SELECTION:
More of a best-practices post than a concrete article, but nonetheless there might be some value here.
Time Machine has worked in pretty much the same way since its incarnation on the grounds that macOS has also pretty much run the same way since its incarnation: as a monolithic OS that sits on a big volume with lots of bits of data sloshing around on said volume. Time Machine would obligingly go and grab all those bits of data, compare them against a destination, then bring over all the bits of data that it deemed had changed so that you had a snapshot of whatever was on there at the moment you did the backup.
This was all very sensible and worked just fine – right up to the point where the basic underlying mechanic of the way that macOS handled files (all sloshing around on a big volume) – irrevocably changed into more intelligently having all your files sloshing around on two entirely separate APFS volumes. And when I say “irrevocably” I mean it in the tangible, literal sense of “you can’t go back to the old way.” Apple makes this moderately clear in this document, right down there at the bottom:
“If you upgraded to macOS Catalina on a Mac that uses a Time Capsule or other network storage device as the backup destination, your existing backups are also upgraded and can be used only on macOS Catalina. New backups that are created can be used only on macOS Catalina.”

GIVEN EXERCISE A: Count the lines in the records below that contain the word "ceiling", and give only that number.

Coordinate annotation data
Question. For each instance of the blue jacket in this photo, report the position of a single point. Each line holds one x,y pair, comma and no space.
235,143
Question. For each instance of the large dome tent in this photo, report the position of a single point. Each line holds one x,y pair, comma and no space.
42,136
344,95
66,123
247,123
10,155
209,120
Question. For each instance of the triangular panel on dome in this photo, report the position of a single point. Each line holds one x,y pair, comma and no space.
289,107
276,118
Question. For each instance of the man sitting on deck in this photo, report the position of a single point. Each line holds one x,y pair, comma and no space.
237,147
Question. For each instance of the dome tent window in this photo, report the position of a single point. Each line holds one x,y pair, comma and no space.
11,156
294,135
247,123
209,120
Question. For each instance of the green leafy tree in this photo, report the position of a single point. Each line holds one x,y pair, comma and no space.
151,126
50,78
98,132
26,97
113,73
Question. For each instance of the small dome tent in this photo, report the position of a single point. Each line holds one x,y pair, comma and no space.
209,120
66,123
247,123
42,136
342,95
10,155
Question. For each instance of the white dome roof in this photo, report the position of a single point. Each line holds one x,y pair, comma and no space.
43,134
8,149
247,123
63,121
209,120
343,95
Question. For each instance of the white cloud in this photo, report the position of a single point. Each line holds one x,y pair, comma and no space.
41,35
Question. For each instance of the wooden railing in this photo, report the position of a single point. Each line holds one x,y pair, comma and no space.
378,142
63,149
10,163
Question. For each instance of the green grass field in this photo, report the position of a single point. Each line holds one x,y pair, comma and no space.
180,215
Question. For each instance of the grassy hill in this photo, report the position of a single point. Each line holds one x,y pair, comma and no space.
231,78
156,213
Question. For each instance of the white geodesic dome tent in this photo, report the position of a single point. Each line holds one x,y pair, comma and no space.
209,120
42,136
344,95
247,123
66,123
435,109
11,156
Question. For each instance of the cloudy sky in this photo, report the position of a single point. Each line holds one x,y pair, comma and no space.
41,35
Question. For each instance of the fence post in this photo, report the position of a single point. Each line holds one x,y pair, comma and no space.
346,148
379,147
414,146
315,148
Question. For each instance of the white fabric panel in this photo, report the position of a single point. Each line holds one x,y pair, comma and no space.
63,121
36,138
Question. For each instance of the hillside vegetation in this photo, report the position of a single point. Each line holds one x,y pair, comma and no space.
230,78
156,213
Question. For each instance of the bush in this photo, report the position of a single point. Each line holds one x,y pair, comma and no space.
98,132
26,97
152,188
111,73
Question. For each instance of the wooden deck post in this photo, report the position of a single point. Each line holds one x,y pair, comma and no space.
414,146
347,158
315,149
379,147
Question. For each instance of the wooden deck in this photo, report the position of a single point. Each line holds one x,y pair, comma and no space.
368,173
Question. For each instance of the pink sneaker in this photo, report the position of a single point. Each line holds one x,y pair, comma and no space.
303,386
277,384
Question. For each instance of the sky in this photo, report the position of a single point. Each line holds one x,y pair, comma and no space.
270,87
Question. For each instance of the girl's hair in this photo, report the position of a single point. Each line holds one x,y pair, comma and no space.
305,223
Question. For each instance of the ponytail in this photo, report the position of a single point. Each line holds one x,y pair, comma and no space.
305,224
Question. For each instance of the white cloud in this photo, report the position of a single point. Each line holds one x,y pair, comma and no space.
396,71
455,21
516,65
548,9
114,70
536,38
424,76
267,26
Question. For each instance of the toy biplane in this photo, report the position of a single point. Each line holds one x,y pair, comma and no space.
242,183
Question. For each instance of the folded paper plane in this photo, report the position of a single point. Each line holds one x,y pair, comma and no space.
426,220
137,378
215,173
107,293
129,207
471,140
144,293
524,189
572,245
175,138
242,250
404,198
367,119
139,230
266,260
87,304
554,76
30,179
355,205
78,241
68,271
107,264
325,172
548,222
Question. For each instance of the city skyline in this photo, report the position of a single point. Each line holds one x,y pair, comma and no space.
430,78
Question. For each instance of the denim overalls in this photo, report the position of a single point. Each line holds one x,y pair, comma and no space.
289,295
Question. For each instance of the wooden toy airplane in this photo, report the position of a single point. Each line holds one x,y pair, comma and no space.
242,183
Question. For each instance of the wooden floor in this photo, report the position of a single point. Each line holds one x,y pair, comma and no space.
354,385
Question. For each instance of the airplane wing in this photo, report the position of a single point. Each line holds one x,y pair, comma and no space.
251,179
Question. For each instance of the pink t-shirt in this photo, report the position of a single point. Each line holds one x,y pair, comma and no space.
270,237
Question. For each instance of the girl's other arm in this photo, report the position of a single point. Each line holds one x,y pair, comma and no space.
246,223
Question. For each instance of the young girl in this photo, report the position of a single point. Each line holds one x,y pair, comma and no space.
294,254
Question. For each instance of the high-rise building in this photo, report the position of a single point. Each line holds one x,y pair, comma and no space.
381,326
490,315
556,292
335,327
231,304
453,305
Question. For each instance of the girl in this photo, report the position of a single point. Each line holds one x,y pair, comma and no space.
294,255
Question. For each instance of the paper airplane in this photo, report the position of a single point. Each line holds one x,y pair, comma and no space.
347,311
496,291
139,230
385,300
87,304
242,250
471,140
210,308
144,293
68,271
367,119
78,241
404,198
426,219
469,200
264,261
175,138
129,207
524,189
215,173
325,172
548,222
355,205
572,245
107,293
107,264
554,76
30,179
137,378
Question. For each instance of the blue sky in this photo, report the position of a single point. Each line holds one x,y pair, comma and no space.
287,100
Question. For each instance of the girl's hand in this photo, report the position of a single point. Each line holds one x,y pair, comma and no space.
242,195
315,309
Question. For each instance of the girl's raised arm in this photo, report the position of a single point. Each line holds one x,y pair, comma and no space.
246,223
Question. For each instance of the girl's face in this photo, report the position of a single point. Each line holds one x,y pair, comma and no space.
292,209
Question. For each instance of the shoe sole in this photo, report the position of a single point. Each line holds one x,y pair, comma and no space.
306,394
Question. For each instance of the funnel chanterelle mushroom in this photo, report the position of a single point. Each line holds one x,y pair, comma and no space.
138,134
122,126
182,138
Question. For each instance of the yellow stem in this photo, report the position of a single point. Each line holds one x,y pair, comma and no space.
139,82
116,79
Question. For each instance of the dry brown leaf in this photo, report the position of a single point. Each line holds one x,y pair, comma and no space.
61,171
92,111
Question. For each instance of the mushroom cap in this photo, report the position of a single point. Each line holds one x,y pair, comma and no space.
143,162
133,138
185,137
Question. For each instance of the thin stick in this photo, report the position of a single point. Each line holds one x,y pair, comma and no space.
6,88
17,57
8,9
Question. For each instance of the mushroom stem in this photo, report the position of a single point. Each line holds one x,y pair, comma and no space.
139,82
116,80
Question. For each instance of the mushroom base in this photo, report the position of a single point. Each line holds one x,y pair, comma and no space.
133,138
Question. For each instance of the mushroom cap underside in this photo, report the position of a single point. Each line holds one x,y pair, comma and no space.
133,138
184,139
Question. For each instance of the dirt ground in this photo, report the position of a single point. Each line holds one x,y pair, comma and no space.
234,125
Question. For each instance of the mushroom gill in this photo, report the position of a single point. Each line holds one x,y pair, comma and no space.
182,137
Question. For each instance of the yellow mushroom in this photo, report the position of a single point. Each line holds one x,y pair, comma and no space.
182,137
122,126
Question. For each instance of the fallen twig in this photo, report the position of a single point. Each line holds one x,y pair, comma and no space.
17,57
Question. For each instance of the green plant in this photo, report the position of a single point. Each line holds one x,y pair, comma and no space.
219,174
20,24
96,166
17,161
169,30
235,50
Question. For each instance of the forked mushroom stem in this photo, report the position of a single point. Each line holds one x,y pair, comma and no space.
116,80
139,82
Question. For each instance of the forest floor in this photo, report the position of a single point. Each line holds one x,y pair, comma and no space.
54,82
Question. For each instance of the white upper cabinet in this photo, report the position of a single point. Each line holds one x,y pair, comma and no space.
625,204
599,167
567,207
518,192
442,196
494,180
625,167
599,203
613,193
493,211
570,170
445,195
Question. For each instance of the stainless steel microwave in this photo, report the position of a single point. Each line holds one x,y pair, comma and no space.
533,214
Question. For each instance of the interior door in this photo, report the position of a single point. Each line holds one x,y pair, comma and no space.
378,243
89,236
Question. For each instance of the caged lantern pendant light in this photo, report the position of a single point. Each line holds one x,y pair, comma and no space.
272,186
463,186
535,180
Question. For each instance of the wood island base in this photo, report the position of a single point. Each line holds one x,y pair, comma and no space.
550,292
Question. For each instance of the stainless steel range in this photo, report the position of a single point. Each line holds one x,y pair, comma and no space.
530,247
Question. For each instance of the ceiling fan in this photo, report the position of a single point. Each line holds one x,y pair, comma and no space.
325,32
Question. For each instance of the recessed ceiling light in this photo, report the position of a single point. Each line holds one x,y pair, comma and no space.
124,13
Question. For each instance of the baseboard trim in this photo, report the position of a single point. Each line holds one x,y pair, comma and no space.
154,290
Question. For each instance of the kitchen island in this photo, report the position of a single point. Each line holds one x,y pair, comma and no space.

GIVEN EXERCISE B: Write out word for word the passage of the Time Machine post above, starting with "More of a best-practices" and going on through "did the backup.".

EXERCISE SOLUTION A: 2

EXERCISE SOLUTION B:
More of a best-practices post than a concrete article, but nonetheless there might be some value here.
Time Machine has worked in pretty much the same way since its incarnation on the grounds that macOS has also pretty much run the same way since its incarnation: as a monolithic OS that sits on a big volume with lots of bits of data sloshing around on said volume. Time Machine would obligingly go and grab all those bits of data, compare them against a destination, then bring over all the bits of data that it deemed had changed so that you had a snapshot of whatever was on there at the moment you did the backup.